La crise régionale pèse de tout son poids sur le Liban, ses institutions aussi bien que sa population. C’est tout l’avenir du pays qui est engagé. Le gouvernement, l’armée, le peuple – et la résistance – sont confrontés à une situation inédite pour laquelle il n’y a pas de solution toute faite : 23 soldats et agents de la sécurité pris en otage par un adversaire impitoyable qui fait fi de toutes les lois de la guerre et de la civilisation pour parvenir à son but.

Comment sauver nos soldats dans la dignité ? Tammam Salam est sans doute l’homme qui vit ce dilemme le plus cruellement, confronté qu’il est à une force brutale qui frise la barbarie, contraint par sa raison de penser et d’agir en homme d’État et par son cœur de tout faire pour sauver de précieuses vies humaines.
Le Premier ministre a quitté le Liban hier pour New York, dans le secret espoir qu’il y retrouvera le président turc ou le ministre des Affaires étrangères du Qatar, et avec eux quelque moyen inédit de faire pression sur les ravisseurs.

# Consignes
A – Selon l'extrait sur la crise au Liban, combien de soldats et d'agents de la sécurité sont pris en otage ?
B – Mettez en liste JSON de chaînes les lignes des données fournies, en commençant par celle qui contient « Verification needed: an upstream model detected the black » et en allant jusqu'à la fin de ces données, avec une chaîne par ligne et sans les lignes vides.

# Données fournies
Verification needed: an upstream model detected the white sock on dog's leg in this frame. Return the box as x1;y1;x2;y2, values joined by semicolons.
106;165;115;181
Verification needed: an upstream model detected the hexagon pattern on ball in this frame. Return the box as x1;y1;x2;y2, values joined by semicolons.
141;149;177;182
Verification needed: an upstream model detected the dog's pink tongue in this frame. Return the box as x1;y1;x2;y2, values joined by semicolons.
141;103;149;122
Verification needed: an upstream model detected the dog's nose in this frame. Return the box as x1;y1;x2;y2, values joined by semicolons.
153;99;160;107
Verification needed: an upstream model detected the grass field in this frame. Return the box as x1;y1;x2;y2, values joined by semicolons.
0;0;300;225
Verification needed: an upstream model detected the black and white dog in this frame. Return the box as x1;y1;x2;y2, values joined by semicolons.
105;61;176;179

# Réponses
A – 23 soldats et agents de la sécurité.

B –
[
  "Verification needed: an upstream model detected the black and white dog in this frame. Return the box as x1;y1;x2;y2, values joined by semicolons.",
  "105;61;176;179"
]